INSTRUCTIONS TO FOLLOW: Reproduce the following text on therapy and counseling word for word, from its heading to its final line.

EXCERPT:
★ ★ ★

Therapy & Counseling

Nowadays, the terms “therapy”, “counseling”, and “psychotherapy” are used interchangeably. The difference is more a matter of tradition and regional culture than of actual practice.

Historically, “therapists” and “psychotherapists” treated mental health problems, while “counselors” focused on career and personal development. Today, the field of mental health has grown enough, and has accumulated enough scientific evidence, to establish that people benefit from a combination of both healing and personal development. Professionalization and research evidence in the helping field have led to the unification of tools and principles across professions.

As long as the helper is licensed, whether as counselor or therapist, e.g. psychologist, mental health counselor, social worker, or family therapist, he/she will use unified shared principles, scientific knowledge, theories, techniques, and clinical methods. 

A bit about Counseling and Therapy

  • There are “common factors” that are shared by all effective approaches.
  • Clients need to feel safe, cared, and understood.
  • Therapists and Counselors are caring, empathic, aware, attentive, and supportive.
  • The relationship is a collaboration that values and empowers the uniqueness of the client.
  • Providers keep high ethical standards at all times and make the relationship fully committed to benefiting the client.


  • Both counselors and therapists treat mental health conditions.
  • The goals of treatment include relief, healing, improving functioning, and strengthening resources.
  • Priorities are set to bring relief, care for immediate needs, improve functioning, and activate available and new resources.
  • A person can be healthy and functional and have specific areas of symptoms or distress to treat.
  • Clients can be called “patients”.
  • Treatment ends when goals have been met.

Focused Counseling

  • Goals are set to address very defined issues.
  • Usually short-term, with emphasis on problem solving.
  • Based on learning and practice for skill development.
  • Few sessions.

★ ★ ★

DATASET ENTRIES:
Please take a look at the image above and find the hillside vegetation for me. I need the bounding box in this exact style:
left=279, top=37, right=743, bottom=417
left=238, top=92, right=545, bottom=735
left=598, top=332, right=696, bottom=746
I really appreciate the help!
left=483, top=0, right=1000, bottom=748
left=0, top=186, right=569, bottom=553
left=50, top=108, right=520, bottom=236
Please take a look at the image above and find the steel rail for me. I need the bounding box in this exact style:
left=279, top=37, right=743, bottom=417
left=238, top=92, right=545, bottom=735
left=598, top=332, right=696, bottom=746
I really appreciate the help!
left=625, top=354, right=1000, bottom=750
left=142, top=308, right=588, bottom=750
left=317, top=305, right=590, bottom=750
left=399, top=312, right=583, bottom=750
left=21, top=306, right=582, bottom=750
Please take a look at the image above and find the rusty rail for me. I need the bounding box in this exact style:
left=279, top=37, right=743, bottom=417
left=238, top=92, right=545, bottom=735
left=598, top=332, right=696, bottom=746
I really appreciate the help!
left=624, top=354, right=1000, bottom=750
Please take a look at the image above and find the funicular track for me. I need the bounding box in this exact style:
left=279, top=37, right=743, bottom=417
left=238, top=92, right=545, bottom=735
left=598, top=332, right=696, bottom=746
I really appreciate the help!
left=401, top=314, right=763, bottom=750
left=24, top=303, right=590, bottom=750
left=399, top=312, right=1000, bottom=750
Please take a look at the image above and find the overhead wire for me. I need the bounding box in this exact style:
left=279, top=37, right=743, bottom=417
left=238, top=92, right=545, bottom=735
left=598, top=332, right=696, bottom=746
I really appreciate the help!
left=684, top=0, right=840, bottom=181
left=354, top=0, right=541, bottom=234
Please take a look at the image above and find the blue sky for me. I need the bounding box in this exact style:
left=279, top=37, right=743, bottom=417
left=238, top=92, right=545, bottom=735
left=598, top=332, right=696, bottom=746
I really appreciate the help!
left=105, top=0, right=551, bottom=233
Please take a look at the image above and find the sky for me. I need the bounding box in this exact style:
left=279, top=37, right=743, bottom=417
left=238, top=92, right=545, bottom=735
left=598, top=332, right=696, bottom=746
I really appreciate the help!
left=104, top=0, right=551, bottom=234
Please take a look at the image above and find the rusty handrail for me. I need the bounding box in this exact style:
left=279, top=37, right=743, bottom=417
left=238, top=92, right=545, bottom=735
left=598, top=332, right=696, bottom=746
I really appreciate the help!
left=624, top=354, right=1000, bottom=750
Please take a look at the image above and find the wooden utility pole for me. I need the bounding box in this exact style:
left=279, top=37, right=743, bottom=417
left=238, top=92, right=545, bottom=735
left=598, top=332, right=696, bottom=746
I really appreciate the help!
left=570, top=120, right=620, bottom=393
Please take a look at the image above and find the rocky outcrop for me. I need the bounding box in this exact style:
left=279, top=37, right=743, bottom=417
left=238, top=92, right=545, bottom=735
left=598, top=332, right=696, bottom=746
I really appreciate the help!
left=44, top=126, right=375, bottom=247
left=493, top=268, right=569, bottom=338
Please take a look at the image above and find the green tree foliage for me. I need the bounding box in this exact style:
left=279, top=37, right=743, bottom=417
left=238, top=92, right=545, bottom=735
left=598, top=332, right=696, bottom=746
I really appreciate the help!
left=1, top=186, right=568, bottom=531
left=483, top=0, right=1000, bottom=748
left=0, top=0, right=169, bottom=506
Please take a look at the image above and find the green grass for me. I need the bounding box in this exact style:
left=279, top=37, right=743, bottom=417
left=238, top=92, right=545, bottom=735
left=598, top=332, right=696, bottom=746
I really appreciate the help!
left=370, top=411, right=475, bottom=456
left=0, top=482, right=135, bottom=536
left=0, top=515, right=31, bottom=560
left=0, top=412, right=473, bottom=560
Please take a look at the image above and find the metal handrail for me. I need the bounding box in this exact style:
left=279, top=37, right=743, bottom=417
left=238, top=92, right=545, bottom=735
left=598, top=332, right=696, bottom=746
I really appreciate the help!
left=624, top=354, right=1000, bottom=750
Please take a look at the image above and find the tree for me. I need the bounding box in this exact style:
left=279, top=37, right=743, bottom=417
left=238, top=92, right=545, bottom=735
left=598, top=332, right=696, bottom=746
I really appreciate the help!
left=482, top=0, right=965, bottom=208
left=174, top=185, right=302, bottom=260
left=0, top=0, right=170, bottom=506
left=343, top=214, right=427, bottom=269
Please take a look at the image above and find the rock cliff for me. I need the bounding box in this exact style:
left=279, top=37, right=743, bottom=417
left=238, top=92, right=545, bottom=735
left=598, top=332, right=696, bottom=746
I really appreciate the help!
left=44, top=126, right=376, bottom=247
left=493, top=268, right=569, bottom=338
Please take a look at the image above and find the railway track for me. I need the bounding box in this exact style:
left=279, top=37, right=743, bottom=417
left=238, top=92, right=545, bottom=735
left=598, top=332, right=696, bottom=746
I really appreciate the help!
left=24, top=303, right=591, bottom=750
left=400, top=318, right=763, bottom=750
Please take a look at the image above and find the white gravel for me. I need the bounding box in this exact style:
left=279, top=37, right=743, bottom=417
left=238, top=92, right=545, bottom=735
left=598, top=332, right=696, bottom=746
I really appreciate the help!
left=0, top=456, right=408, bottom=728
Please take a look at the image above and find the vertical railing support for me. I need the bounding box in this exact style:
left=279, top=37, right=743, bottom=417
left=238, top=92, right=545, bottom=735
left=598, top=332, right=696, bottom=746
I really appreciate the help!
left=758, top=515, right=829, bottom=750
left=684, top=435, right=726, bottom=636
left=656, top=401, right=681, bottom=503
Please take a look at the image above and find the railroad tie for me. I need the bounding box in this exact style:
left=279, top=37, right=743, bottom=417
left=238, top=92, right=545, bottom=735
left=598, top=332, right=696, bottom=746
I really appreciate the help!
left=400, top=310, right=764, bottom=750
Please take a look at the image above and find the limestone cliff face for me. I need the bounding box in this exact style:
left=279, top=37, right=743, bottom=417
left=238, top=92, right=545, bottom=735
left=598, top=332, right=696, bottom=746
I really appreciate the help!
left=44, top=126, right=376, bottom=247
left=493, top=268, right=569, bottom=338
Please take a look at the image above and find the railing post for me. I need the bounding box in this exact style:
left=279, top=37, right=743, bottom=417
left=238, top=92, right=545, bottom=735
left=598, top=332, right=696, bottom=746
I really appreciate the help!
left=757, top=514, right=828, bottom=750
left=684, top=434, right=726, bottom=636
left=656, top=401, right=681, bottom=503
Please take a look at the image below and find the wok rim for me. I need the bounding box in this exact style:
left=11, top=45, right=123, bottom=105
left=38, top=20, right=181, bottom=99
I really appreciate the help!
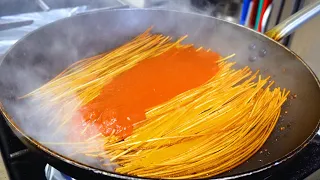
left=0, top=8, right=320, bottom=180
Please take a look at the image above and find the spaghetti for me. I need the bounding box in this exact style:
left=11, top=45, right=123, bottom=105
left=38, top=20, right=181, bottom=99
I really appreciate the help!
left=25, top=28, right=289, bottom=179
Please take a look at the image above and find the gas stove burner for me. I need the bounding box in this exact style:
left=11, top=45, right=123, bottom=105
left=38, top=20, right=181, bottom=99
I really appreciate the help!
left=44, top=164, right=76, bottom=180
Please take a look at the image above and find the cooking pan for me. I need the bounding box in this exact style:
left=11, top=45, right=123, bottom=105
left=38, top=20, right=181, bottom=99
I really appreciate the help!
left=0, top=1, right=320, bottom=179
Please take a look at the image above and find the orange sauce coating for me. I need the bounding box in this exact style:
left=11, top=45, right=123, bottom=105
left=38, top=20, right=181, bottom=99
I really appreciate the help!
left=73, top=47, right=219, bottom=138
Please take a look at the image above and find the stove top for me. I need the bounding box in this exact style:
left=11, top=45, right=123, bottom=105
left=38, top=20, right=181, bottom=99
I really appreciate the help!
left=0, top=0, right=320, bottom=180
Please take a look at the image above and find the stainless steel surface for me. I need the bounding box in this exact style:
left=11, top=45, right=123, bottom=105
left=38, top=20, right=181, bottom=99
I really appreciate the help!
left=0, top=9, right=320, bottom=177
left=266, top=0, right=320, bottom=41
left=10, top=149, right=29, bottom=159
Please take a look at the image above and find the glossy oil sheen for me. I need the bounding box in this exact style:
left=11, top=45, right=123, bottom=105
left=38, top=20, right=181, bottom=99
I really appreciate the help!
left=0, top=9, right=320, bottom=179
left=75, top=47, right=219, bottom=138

★ ★ ★

OUTPUT FOR THIS TASK:
Therapy & Counseling

Nowadays, the terms “therapy”, “counseling”, and “psychotherapy” are used interchangeably. The difference is more a matter of tradition and regional culture than of actual practice.

Historically, “therapists” and “psychotherapists” treated mental health problems, while “counselors” focused on career and personal development. Today, the field of mental health has grown enough, and has accumulated enough scientific evidence, to establish that people benefit from a combination of both healing and personal development. Professionalization and research evidence in the helping field have led to the unification of tools and principles across professions.

As long as the helper is licensed, whether as counselor or therapist, e.g. psychologist, mental health counselor, social worker, or family therapist, he/she will use unified shared principles, scientific knowledge, theories, techniques, and clinical methods. 

A bit about Counseling and Therapy

  • There are “common factors” that are shared by all effective approaches.
  • Clients need to feel safe, cared, and understood.
  • Therapists and Counselors are caring, empathic, aware, attentive, and supportive.
  • The relationship is a collaboration that values and empowers the uniqueness of the client.
  • Providers keep high ethical standards at all times and make the relationship fully committed to benefiting the client.


  • Both counselors and therapists treat mental health conditions.
  • The goals of treatment include relief, healing, improving functioning, and strengthening resources.
  • Priorities are set to bring relief, care for immediate needs, improve functioning, and activate available and new resources.
  • A person can be healthy and functional and have specific areas of symptoms or distress to treat.
  • Clients can be called “patients”.
  • Treatment ends when goals have been met.

Focused Counseling

  • Goals are set to address very defined issues.
  • Usually short-term, with emphasis on problem solving.
  • Based on learning and practice for skill development.
  • Few sessions.